Your instructions: All records below must be retyped exactly.

Rows from a pointing dataset:

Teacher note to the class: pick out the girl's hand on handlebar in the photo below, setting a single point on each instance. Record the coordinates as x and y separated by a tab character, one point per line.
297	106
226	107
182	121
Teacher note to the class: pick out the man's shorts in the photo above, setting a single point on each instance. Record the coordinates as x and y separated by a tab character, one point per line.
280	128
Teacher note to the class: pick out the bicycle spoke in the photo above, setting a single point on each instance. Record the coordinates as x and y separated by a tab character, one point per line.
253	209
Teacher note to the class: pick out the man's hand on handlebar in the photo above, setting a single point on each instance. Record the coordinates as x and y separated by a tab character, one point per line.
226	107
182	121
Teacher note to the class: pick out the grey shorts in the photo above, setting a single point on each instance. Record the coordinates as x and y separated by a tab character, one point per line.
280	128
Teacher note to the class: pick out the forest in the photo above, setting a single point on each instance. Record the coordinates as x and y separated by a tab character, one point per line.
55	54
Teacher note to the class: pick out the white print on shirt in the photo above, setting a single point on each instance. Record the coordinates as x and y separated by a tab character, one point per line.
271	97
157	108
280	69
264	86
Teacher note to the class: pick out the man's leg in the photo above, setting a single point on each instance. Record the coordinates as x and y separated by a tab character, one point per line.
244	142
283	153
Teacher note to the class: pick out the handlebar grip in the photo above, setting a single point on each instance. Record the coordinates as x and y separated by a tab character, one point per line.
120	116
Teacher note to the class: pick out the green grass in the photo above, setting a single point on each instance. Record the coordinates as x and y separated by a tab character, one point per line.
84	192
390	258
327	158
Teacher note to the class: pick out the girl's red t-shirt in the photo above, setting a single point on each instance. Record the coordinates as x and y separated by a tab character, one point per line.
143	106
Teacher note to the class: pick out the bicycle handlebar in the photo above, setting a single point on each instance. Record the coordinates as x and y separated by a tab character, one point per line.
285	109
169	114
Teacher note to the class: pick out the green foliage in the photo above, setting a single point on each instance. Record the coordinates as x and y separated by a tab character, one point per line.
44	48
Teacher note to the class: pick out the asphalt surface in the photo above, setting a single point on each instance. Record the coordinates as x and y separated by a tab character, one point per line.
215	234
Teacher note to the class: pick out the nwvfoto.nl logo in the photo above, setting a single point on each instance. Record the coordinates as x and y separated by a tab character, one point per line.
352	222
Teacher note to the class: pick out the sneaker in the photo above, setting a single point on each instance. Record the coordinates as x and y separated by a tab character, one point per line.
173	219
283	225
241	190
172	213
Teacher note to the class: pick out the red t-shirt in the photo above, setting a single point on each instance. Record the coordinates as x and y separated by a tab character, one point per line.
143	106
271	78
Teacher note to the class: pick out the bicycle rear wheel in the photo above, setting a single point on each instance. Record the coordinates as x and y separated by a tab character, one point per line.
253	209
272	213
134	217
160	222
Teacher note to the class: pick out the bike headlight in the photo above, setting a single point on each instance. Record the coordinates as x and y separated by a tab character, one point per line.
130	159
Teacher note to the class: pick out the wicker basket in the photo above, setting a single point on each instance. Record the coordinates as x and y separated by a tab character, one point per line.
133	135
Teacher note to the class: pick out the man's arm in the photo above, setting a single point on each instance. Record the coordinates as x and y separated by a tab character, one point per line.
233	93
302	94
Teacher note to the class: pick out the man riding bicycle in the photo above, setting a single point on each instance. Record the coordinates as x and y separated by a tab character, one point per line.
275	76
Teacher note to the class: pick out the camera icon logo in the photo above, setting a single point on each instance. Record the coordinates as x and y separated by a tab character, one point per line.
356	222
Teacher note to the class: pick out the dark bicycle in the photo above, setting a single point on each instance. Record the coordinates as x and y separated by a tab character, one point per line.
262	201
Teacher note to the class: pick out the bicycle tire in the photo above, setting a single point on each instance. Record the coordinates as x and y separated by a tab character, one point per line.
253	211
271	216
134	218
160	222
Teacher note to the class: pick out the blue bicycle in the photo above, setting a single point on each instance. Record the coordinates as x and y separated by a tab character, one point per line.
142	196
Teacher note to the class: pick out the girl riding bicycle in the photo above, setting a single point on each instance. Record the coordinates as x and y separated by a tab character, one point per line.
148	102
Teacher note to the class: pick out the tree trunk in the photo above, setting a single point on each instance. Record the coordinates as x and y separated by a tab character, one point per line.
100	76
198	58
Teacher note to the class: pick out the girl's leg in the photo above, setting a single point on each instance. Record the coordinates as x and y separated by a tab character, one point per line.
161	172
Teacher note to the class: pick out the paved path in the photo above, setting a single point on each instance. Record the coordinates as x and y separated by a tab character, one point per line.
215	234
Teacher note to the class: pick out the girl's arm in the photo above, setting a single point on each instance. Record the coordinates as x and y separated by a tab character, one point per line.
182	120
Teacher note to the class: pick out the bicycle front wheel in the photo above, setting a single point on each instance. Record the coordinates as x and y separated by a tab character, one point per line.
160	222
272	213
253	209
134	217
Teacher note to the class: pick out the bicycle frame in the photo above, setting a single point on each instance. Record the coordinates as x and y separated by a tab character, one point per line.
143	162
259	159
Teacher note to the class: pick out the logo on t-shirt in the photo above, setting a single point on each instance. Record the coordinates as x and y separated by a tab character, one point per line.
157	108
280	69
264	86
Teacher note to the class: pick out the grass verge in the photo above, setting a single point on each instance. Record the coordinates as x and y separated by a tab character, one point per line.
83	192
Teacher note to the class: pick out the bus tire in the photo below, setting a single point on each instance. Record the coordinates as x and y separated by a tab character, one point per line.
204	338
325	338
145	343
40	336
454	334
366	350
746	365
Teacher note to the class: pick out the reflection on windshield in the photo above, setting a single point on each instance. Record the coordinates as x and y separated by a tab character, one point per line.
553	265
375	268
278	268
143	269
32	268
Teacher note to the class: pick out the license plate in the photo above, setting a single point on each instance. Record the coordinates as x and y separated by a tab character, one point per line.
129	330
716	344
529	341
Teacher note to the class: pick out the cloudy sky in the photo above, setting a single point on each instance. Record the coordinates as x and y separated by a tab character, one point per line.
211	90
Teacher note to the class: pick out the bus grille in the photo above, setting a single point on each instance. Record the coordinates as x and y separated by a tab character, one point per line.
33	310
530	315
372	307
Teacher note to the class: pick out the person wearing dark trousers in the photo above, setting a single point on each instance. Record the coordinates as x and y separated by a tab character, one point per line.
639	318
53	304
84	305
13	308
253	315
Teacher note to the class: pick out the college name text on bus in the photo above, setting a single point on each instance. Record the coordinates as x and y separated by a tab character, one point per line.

Completed exercise:
Teacher note to the class: pick out the girl's hand on handlebar in the photo below, setting a single point on each instance. Record the coordinates as x and y separated by a tab character, one point per line.
297	106
226	107
182	121
Teacher note to the class: pick out the man's shorts in the photo above, setting a single point on each instance. Record the coordinates as x and y separated by a tab character, one point per line.
280	128
Teacher note to the class: pick out the bicycle spoke in the photo above, setting a single point on each instance. Record the coordinates as x and y separated by a tab character, one point per line.
253	209
Teacher note to the class: pick out the man's hand on handlebar in the photo above, setting a single point on each instance. Record the coordinates as x and y separated by a tab character, one point per line.
226	107
182	121
Teacher note to the class: pick out the grey shorts in the photo above, setting a single point on each instance. Record the coordinates as x and y separated by a tab character, one point per line.
280	128
Teacher note to the class: pick out the forest in the photo above, setting a single point on each instance. Record the coordinates as x and y separated by a tab character, one point per line.
55	54
Teacher note to the class: pick out the white print on shirt in the photo above, setting a single point on each instance. Record the coordinates as x and y separated by a tab character, one point per line.
271	97
157	108
280	69
264	86
Teacher note to the class: pick out the man's leg in the photo above, setting a single point on each instance. Record the coordinates as x and y separated by a tab character, one point per line.
244	142
283	153
Teacher note to the class: pick out the handlebar grip in the photo above, setting a single point on each instance. Record the coordinates as x and y separated by a tab character, one point per line.
120	116
Teacher note to the class: pick out the green grass in the photo above, setting a single point on each instance. Record the coordinates as x and y separated by a tab character, one point per line.
84	192
390	258
327	158
Teacher note to the class: pick out the girl's red t-shirt in the photo above, setting a single point on each instance. Record the coordinates as x and y separated by a tab character, one point per line.
143	106
Teacher note to the class: pick out the bicycle handlebar in the photo above, setting a single point on each instance. Record the coordinates as x and y separated by a tab character, one point per line.
285	109
169	114
Teacher note to the class: pick out the green foliage in the photo above, setting a single point on each instance. Record the coordinates as x and y separated by a tab character, one point per line.
44	48
Teacher note to the class: pick out the asphalt surface in the photo above, setting a single point on each instance. Record the coordinates as x and y separated by a tab character, one point per line.
215	234
Teacher note to the class: pick out the nwvfoto.nl logo in the photo above, setting a single point on each instance. Record the coordinates as x and y separated by a tab character, one point per line.
352	222
Teacher note to the class: pick out the sneaker in the photo above, setting a single point on each instance. Record the coordinates as x and y separated by a tab character, one point per line.
173	219
283	225
241	190
172	213
Teacher note to the class: pick out the red t-shirt in the photo above, setting a single point on each instance. Record the coordinates as x and y separated by a tab character, one point per line.
143	106
271	78
Teacher note to the class: pick out the bicycle rear wheel in the photo above, setting a single point on each instance. Record the coordinates as x and y separated by a tab character, one point per line.
253	209
272	213
134	217
160	222
Teacher note to the class: pick out the bike headlight in the photo above, setting a single point on each instance. Record the coordinates as x and y separated by a tab character, one point per line.
130	159
Teacher note to the class: pick out the wicker basket in the photo above, setting a single point on each instance. Record the coordinates as x and y separated by a tab character, one point per line.
133	135
Teacher note to the class: pick out the man's arm in the photo above, setting a single point on each instance. Record the coordinates as x and y separated by a tab character, one point per line.
233	93
302	94
Teacher note to the class: pick out the man riding bicycle in the photo above, setting a single point on each instance. Record the coordinates as x and y separated by a tab character, one point per line.
275	76
Teacher note to the class: pick out the camera icon logo in the photo above, setting a single point on each instance. Record the coordinates as x and y separated by a tab character, one point per line.
356	222
Teacher note to the class: pick out the dark bicycle in the photo above, setting a single point on each instance. Record the coordinates as x and y separated by a tab character, one point per line.
262	201
Teacher note to the class: pick out the bicycle tire in the photo above, setting a single point on each instance. Record the coordinates as x and y separated by a tab character, one point per line.
253	211
271	216
134	218
160	222
Teacher note to the class: pick out the blue bicycle in the photo above, setting a single point on each instance. Record the coordinates as x and y separated by a tab character, one point per line.
142	196
Teacher note to the class: pick out the girl riding bicycle in the photo above, setting a single point on each instance. Record the coordinates as x and y separated by a tab character, one point per line.
148	102
Teacher note to the class: pick out the tree trunk in the photo above, setting a single point on each instance. Record the coordinates as x and y separated by a tab character, one point per line.
100	76
198	58
Teacher note to the class: pick out the girl's leg in the photo above, setting a single point on each instance. Record the coordinates as x and y separated by a tab character, one point per line.
161	172
Teacher note to the class: pick out the paved path in the photo above, setting a single point on each instance. Record the coordinates as x and y separated by a tab character, one point per line.
215	234
Teacher note to the class: pick out the girl's arm in the photo above, setting a single point on each instance. Record the coordinates as x and y separated by a tab character, one point per line.
182	120
Teacher note to the class: pick out the bicycle front wheel in the photo above, setting a single point on each instance. Record the coordinates as x and y separated by a tab character, one point per line.
160	222
272	213
253	209
134	217
Teacher note to the class: pick out the bicycle frame in the photo above, setting a single point on each instance. Record the coordinates as x and y separated by a tab character, one point per line.
143	162
259	159
Teacher note to the class: pick out the logo on t-shirt in the photo above, setting a single point on each instance. Record the coordinates as x and y separated by a tab character, one point per line.
157	108
280	69
264	86
Teacher note to the class: pick out the grass verge in the photo above, setting a single point on each instance. Record the coordinates as x and y separated by a tab character, one point per line.
83	192
Teacher note to the class: pick out the bus tire in the photo below, setting a single point on each instance. Record the coordinates as x and y separated by a tab character, one point per line.
204	338
325	338
145	343
40	336
454	334
366	350
746	365
Teacher note to the class: pick out the reflection on windshield in the photo above, setting a single point on each instance. Record the coordinates as x and y separated by a tab character, one point per line.
553	265
375	268
278	268
143	269
32	268
Teacher note to the class: pick out the license plate in the photo above, setting a single point on each instance. Record the coordinates as x and y separated by a tab character, one point per line.
129	330
716	344
529	341
Teacher note to the class: pick out the cloudy sky in the photo above, setting a single point on each instance. Record the coordinates as x and y separated by a tab character, one point per line.
211	90
Teacher note to the class: pick out the bus grille in the photo above, setting a single point on each instance. Record the coordinates as x and y separated by a tab character, one point per line.
33	310
530	315
372	307
Teacher note to the class: pick out the person wearing dark trousers in the photo above, setting a single point on each instance. Record the coordinates as x and y separated by a tab character, one point per line.
639	318
53	304
84	305
13	308
253	315
Teacher note to the class: pick out the college name text on bus in the photo above, setting a single point on each instance. Record the coordinates as x and y separated by a tab character, one point per line.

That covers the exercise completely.